> **What you have to do**: Write out only the lines running from the one that contains "box the platform" to the end of the material, both ends included.

......

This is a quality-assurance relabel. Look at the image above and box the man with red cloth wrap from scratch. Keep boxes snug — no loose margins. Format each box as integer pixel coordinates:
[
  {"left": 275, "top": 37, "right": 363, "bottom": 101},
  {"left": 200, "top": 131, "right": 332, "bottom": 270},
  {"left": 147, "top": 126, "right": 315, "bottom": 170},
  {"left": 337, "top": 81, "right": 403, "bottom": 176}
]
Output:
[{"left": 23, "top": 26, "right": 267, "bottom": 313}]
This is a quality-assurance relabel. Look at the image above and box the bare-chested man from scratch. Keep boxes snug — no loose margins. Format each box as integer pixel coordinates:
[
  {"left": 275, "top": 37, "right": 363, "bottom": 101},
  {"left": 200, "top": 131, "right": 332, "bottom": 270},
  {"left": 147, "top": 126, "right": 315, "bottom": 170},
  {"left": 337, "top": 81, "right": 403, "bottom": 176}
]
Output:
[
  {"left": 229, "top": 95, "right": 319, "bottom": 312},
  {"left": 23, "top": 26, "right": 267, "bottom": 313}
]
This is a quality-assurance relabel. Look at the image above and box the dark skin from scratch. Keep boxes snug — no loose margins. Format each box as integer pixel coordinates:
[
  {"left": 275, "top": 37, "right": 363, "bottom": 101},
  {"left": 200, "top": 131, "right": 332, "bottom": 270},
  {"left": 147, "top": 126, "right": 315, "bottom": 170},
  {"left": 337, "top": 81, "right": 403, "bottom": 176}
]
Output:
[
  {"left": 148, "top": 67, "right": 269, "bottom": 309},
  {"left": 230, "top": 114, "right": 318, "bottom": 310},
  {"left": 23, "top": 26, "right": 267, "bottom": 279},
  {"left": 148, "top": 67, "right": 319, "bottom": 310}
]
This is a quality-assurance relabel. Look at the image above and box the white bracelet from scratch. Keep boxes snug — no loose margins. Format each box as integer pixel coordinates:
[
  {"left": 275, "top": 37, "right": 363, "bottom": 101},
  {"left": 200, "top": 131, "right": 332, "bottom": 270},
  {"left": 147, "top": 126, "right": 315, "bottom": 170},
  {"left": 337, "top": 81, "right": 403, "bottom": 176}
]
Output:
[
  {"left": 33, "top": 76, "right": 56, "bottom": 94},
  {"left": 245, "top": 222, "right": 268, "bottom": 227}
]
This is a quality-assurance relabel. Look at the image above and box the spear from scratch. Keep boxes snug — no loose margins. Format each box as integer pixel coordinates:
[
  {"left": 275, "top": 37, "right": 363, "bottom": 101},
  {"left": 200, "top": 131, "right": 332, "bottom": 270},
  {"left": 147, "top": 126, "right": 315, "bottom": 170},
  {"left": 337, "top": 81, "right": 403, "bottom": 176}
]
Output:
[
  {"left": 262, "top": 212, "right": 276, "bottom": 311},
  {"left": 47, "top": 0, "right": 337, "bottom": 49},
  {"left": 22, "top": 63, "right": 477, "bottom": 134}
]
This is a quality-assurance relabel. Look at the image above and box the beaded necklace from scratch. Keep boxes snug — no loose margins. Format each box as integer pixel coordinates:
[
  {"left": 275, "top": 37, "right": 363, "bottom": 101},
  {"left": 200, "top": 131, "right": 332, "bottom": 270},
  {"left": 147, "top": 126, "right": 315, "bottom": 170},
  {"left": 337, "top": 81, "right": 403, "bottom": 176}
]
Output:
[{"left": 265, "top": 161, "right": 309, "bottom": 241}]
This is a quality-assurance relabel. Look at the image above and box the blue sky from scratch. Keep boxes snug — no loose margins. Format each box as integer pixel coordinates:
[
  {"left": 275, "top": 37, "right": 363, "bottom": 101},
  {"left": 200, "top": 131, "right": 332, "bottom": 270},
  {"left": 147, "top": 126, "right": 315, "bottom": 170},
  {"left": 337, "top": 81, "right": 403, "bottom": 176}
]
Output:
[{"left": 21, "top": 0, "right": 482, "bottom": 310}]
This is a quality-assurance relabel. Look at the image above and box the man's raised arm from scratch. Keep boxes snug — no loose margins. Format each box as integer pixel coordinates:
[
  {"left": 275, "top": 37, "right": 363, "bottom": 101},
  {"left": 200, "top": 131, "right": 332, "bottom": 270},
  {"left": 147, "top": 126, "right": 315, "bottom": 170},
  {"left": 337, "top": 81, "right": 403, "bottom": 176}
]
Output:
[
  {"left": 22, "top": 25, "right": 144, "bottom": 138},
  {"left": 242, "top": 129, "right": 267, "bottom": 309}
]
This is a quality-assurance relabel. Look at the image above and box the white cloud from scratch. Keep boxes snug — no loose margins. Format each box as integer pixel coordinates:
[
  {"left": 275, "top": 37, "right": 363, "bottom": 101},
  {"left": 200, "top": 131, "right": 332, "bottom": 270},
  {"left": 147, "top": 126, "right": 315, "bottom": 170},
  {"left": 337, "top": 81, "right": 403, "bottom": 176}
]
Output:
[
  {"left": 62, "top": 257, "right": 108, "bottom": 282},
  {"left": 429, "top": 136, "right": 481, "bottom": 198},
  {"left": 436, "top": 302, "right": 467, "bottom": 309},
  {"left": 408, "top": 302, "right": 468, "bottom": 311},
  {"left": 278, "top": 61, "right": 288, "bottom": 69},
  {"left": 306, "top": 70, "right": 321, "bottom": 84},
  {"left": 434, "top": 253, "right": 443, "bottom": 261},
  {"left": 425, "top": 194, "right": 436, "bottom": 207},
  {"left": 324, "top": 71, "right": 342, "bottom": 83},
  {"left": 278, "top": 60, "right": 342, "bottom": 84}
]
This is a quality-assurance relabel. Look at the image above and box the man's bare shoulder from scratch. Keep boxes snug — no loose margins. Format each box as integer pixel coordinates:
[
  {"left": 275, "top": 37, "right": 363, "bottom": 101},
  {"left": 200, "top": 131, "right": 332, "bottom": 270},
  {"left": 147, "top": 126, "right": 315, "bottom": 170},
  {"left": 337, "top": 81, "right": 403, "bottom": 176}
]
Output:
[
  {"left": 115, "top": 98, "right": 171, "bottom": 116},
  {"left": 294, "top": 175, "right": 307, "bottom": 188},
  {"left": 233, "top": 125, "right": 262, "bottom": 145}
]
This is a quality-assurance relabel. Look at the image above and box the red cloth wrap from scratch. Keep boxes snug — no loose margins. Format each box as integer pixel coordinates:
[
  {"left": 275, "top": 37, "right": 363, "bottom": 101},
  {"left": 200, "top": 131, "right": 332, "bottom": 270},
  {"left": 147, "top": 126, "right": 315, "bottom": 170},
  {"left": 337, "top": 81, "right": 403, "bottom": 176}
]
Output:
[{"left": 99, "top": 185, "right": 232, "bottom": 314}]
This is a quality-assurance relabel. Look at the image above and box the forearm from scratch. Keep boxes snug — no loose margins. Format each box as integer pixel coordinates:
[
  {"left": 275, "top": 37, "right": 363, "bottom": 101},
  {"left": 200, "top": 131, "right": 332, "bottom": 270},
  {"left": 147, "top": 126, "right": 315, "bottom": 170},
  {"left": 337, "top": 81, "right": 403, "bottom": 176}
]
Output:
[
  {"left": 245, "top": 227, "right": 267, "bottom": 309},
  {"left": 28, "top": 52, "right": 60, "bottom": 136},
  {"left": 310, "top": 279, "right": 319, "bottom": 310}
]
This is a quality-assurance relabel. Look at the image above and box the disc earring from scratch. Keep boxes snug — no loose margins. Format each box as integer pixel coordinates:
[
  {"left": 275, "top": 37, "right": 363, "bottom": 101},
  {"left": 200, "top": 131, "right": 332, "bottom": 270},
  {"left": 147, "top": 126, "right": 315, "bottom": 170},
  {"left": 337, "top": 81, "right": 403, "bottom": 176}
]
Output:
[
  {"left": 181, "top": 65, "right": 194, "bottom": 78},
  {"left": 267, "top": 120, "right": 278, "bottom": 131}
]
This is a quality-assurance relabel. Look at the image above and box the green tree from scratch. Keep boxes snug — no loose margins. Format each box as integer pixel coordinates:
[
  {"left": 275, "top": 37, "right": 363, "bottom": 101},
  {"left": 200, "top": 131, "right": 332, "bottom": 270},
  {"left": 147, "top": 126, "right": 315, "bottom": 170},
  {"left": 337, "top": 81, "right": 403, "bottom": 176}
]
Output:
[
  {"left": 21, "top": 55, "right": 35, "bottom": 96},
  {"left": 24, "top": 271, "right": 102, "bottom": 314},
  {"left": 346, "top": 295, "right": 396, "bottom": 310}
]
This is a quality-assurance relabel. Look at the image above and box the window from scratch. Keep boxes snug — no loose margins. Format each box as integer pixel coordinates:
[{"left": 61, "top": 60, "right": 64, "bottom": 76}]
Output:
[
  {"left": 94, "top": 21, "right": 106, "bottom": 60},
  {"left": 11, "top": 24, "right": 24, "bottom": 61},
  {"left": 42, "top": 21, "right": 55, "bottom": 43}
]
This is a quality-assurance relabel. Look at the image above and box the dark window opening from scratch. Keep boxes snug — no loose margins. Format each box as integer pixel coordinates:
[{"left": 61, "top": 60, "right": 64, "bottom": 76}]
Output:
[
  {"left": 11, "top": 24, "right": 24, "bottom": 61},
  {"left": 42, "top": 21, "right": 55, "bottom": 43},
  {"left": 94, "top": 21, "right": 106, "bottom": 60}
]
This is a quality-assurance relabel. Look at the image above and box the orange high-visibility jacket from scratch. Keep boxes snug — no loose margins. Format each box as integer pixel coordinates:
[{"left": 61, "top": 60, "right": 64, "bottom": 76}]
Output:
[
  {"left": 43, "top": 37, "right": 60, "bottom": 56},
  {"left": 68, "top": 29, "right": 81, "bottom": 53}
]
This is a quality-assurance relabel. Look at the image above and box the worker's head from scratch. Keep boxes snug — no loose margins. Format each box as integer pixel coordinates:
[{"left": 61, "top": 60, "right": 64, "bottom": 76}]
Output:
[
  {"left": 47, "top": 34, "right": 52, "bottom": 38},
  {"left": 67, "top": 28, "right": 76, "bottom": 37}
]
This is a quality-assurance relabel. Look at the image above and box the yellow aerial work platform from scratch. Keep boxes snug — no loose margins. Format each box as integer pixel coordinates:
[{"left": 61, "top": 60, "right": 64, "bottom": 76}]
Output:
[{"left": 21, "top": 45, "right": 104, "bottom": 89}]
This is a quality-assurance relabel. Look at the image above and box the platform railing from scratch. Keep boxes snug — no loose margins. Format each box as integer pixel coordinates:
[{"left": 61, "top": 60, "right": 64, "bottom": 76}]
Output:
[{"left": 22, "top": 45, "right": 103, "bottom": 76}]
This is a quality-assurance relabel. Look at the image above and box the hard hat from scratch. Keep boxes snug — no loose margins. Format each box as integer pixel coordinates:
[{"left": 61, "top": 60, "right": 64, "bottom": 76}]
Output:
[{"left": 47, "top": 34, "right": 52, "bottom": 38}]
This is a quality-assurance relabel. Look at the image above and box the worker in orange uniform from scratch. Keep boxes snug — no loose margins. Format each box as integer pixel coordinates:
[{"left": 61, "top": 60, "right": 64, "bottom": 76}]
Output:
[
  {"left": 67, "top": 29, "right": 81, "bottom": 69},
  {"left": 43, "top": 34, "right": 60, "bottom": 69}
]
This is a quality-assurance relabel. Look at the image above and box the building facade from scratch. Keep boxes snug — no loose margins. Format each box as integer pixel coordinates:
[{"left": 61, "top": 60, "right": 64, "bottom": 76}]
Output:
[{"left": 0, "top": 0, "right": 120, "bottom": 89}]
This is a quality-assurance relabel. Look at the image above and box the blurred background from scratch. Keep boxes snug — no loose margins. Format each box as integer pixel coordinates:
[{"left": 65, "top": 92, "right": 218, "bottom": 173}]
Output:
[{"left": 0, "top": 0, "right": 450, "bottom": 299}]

......

> **Task output**:
This is a quality-assurance relabel. Look at the image above and box the platform railing from scratch. Keep boxes snug — no loose margins. Format each box as integer pixel coordinates:
[{"left": 61, "top": 60, "right": 64, "bottom": 76}]
Output:
[{"left": 22, "top": 45, "right": 103, "bottom": 76}]
This is a quality-assurance relabel. Look at the image above and box the hard hat from scratch. Keep boxes snug — no loose margins. Format each box as integer pixel coordinates:
[{"left": 61, "top": 60, "right": 64, "bottom": 76}]
Output:
[{"left": 47, "top": 34, "right": 52, "bottom": 38}]
This is a quality-assurance relabel. Look at the image above and box the worker in orange uniform from scratch. Keep boxes snug — no loose margins. Format each box as integer pixel coordinates:
[{"left": 61, "top": 60, "right": 64, "bottom": 76}]
Output:
[
  {"left": 67, "top": 29, "right": 81, "bottom": 69},
  {"left": 43, "top": 34, "right": 60, "bottom": 69}
]
This is a quality-assurance relabel. Look at the image above and box the building facade from scratch. Keep boxes snug — no loose margins. Format each box as integer pixel coordinates:
[{"left": 61, "top": 60, "right": 64, "bottom": 76}]
Output:
[{"left": 0, "top": 0, "right": 120, "bottom": 89}]
This is a quality-assurance relabel. Look at the image above and box the blurred background from scratch. Keep boxes snug — no loose margins. Format each box as integer pixel coordinates:
[{"left": 65, "top": 92, "right": 218, "bottom": 173}]
Output:
[{"left": 0, "top": 0, "right": 450, "bottom": 299}]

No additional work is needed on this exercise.